I have been lurking around here for a while and I am hoping the community can relate. I have been in the US since 2013, started as an F1 student from Africa on a full scholarship. I am now married , working part time and still going to school. I have a conditional Green card and I am currently removing conditions. Now the question , how much do you all help out parents, siblings, or relatives back home?

 

I can say 90 % of all my earnings have been going home the last 3 years or so. I bought my mum a car and pay to maintain it; I was paying for both my sister and brother's college; I pay for rent every month where my siblings live which is different from where my mom live; I have been renovating my mom's house as of late so she can move in. I am not rich, I have no savings now because all the money has gone home. I haven't bought myself new things like clothes in so long. I feel I need to do this because here I have a high standard of living, and just me being able to drive everyday and enjoy things like wi-fi is good enough .I think I want to make sure their standard of living is at least close to mine.

Outline annotation records:
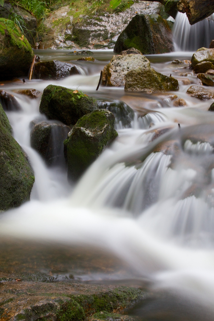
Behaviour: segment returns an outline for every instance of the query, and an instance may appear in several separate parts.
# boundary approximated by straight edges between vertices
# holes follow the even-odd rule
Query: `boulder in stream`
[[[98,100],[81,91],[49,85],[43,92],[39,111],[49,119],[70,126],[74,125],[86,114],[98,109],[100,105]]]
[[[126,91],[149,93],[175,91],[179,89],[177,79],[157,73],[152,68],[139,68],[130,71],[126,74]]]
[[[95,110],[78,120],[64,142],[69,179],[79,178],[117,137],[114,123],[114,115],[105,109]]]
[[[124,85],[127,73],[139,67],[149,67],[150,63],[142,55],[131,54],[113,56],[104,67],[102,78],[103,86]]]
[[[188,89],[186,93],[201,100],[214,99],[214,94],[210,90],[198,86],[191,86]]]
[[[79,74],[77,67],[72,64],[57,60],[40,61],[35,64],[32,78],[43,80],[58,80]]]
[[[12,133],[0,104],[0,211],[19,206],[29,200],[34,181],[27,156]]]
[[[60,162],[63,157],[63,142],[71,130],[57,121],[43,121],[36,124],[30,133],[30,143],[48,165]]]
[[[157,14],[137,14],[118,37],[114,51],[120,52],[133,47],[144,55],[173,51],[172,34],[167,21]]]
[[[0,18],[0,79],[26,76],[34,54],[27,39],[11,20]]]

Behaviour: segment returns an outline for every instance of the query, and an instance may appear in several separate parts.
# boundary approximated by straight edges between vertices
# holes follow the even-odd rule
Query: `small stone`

Written request:
Answer these questions from the post about sending money home:
1. In what year did the writer come to the US?
2. What percentage of the writer's earnings has gone home over roughly the last three years?
3. What vehicle did the writer buy for their mother?

Full answer:
1. 2013
2. 90%
3. A car